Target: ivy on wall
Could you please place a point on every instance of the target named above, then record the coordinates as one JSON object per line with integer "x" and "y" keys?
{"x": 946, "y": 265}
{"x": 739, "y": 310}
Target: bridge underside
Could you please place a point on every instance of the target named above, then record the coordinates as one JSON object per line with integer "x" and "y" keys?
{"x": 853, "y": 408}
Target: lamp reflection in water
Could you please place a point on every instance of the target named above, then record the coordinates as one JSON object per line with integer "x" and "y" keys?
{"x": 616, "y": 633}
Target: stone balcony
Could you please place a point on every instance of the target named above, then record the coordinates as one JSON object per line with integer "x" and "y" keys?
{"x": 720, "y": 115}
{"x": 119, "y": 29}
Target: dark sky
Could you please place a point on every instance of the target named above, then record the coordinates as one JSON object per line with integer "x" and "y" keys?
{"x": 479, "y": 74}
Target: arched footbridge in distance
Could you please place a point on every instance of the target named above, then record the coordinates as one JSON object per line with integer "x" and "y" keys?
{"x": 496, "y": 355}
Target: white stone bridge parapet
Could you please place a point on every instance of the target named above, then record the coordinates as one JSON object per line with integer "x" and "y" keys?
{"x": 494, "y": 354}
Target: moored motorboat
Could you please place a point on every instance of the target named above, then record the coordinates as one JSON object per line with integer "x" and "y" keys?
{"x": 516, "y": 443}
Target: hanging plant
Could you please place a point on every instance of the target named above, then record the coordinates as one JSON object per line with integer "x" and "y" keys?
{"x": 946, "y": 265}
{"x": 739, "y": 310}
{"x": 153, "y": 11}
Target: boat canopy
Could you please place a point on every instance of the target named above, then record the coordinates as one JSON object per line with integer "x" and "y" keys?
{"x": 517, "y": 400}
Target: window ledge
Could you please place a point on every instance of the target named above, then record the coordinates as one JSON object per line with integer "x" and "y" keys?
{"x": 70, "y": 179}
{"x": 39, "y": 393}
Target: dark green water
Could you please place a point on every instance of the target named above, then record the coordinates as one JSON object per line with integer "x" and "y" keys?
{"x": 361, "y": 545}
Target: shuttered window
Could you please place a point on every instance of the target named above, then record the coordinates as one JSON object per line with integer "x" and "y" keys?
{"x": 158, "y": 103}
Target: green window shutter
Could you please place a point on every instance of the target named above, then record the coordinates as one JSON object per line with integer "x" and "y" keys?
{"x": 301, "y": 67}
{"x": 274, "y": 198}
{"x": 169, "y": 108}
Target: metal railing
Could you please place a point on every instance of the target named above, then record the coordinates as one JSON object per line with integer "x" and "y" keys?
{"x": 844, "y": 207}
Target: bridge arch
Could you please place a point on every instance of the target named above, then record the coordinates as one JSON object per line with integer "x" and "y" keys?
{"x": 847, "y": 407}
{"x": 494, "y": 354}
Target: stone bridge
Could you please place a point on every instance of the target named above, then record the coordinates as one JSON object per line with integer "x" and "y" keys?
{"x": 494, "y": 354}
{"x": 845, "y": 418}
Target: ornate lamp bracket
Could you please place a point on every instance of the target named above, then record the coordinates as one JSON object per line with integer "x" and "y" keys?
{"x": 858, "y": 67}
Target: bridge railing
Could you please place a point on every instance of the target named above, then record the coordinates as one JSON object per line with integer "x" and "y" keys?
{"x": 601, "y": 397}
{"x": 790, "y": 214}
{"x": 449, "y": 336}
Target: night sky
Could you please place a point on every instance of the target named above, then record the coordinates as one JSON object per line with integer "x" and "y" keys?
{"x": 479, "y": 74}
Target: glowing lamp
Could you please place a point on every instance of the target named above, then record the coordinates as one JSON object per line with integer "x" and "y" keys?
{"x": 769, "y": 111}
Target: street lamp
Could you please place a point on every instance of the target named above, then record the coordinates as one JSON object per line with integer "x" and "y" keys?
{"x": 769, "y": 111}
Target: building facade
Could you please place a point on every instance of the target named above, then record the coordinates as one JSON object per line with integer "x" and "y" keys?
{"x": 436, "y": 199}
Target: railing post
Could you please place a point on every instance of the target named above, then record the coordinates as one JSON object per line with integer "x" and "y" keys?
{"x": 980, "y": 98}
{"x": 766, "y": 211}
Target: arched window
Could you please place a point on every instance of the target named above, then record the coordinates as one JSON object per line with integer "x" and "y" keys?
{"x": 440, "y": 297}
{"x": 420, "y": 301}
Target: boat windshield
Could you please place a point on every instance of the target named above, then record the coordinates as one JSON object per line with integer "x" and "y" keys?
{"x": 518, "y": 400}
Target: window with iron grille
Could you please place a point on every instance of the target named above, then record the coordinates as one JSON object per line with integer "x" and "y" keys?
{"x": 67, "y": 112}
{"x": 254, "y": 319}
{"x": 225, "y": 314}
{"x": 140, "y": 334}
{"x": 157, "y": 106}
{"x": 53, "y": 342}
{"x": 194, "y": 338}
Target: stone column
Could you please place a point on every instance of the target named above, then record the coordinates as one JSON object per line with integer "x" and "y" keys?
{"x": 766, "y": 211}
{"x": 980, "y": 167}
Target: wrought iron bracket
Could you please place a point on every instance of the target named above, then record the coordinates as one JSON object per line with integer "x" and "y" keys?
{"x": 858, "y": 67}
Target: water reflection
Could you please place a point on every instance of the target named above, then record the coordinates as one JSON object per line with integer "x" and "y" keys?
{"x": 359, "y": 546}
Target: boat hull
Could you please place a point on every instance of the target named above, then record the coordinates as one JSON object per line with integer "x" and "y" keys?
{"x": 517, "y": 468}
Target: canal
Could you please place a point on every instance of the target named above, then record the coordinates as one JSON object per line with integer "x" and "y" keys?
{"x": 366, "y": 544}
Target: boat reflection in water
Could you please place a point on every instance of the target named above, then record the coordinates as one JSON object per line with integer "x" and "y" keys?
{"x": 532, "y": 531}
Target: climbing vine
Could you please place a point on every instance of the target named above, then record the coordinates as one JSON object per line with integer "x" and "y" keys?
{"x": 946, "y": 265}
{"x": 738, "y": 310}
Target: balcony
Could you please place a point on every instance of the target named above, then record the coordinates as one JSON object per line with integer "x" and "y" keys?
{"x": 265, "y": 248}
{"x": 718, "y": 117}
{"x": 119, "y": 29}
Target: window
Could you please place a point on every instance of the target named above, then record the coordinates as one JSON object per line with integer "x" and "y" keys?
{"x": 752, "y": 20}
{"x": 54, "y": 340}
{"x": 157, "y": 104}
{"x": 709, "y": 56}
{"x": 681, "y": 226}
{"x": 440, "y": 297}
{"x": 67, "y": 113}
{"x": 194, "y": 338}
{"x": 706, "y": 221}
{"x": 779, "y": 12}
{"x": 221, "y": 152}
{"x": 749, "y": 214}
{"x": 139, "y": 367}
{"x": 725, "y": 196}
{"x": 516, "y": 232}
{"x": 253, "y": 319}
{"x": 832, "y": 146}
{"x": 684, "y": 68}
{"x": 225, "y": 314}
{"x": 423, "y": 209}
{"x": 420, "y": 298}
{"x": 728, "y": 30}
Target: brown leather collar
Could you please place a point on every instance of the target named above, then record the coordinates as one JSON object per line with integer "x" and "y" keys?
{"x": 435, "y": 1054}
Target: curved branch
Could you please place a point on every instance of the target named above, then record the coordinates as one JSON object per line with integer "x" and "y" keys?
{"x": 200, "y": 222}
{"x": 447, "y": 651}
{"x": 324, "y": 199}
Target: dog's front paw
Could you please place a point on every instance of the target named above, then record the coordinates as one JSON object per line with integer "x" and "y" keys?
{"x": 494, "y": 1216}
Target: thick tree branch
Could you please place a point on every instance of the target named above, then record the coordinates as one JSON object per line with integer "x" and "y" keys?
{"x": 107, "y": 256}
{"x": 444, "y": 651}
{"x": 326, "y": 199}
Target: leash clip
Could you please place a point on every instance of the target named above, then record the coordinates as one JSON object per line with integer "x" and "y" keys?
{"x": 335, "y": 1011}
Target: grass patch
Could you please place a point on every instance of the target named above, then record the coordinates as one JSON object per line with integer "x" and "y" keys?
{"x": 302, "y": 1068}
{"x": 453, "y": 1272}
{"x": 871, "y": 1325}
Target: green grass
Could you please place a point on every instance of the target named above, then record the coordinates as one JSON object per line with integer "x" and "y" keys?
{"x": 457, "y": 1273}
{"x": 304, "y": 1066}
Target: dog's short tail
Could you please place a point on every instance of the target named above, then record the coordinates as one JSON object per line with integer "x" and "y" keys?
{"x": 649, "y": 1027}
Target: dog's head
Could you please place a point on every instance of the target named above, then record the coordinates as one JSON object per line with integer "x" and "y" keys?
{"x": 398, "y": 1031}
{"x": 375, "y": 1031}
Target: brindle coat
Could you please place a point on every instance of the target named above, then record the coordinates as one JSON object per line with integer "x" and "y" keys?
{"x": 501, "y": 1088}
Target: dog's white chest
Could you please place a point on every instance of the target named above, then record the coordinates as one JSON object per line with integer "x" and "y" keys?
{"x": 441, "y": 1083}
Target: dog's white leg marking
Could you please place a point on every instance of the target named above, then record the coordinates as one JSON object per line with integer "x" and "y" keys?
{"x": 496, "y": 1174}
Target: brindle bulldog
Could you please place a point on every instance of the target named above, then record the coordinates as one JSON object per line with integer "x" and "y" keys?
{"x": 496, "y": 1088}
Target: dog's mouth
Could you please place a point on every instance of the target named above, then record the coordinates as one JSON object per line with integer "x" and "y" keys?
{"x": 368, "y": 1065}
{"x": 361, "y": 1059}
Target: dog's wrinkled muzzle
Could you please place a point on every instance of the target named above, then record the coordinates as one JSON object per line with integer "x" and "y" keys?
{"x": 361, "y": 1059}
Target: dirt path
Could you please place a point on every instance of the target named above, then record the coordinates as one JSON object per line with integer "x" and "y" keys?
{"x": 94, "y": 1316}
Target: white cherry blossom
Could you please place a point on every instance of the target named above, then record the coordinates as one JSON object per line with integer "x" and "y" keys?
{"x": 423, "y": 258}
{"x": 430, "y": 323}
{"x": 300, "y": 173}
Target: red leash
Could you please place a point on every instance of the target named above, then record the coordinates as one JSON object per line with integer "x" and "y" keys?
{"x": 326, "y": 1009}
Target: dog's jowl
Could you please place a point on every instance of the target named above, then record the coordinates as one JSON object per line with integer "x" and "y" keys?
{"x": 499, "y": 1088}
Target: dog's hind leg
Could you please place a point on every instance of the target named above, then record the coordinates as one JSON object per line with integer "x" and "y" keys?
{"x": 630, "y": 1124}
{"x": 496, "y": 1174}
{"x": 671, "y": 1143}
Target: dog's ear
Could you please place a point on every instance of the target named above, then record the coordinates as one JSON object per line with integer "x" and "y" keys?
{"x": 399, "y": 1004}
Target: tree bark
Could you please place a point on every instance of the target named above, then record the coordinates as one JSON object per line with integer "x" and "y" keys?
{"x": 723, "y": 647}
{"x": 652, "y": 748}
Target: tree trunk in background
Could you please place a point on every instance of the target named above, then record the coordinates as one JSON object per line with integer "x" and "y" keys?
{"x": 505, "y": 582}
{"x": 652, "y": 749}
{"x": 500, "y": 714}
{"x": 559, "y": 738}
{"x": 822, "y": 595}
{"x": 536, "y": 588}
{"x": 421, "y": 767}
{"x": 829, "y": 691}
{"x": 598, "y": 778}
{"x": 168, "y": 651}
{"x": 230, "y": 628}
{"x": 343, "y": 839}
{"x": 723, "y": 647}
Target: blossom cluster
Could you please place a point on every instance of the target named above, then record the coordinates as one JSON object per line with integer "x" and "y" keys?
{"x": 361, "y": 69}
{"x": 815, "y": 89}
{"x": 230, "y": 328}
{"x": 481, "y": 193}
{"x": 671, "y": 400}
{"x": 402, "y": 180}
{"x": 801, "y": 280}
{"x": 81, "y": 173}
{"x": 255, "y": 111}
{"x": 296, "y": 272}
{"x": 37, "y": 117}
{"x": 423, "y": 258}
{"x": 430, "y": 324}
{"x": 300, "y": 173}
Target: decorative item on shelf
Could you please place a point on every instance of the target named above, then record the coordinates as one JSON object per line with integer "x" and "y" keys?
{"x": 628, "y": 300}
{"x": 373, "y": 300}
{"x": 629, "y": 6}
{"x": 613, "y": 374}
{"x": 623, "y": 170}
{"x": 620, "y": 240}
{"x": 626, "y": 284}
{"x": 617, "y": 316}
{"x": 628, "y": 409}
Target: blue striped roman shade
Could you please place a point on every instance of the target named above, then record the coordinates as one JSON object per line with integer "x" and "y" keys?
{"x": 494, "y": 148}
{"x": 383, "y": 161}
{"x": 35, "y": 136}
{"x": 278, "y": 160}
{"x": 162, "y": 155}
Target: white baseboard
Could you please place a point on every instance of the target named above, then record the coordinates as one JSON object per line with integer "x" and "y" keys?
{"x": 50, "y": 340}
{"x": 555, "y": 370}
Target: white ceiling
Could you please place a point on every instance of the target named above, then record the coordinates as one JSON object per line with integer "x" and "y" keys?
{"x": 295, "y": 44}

——

### TRY IT
Retype, exactly and in full, the lines above from the one containing "Target: brown leather collar" through the one containing "Target: dog's head".

### FINAL ANSWER
Target: brown leather collar
Could you please place a point on every instance of the target named above, then record the coordinates as one JSON object per line with integer "x" and "y" keys?
{"x": 435, "y": 1054}
Target: curved branch
Could you please place a point on every instance of the target named above, then record the coordinates as one JSON object per line with integer "x" and "y" keys?
{"x": 200, "y": 222}
{"x": 447, "y": 651}
{"x": 324, "y": 199}
Target: dog's front paw
Could you please place a point on every instance of the target named above, then record the coordinates as one JSON object per line with integer "x" and "y" keys?
{"x": 494, "y": 1216}
Target: thick tree branch
Could you please place a point on every instance of the target named above, then record the coordinates as one JSON object per line with integer "x" and "y" keys?
{"x": 107, "y": 256}
{"x": 444, "y": 651}
{"x": 326, "y": 199}
Target: leash clip
Could you please place a point on every instance of the target named above, then record the coordinates as one JSON object per line with integer "x" and "y" keys?
{"x": 335, "y": 1011}
Target: grass patch
Could you please place a point on every instance of the target named above, then record the coordinates as one JSON object per line with integer "x" and "y" keys?
{"x": 302, "y": 1068}
{"x": 453, "y": 1272}
{"x": 871, "y": 1325}
Target: green grass
Could you please place a point on every instance of the target named above, then record the coordinates as one JSON object per line with integer "x" and "y" keys?
{"x": 457, "y": 1273}
{"x": 304, "y": 1066}
Target: dog's short tail
Could you please place a point on every instance of the target named above, then record the coordinates as one JSON object per line with integer "x" and "y" keys?
{"x": 649, "y": 1027}
Target: dog's head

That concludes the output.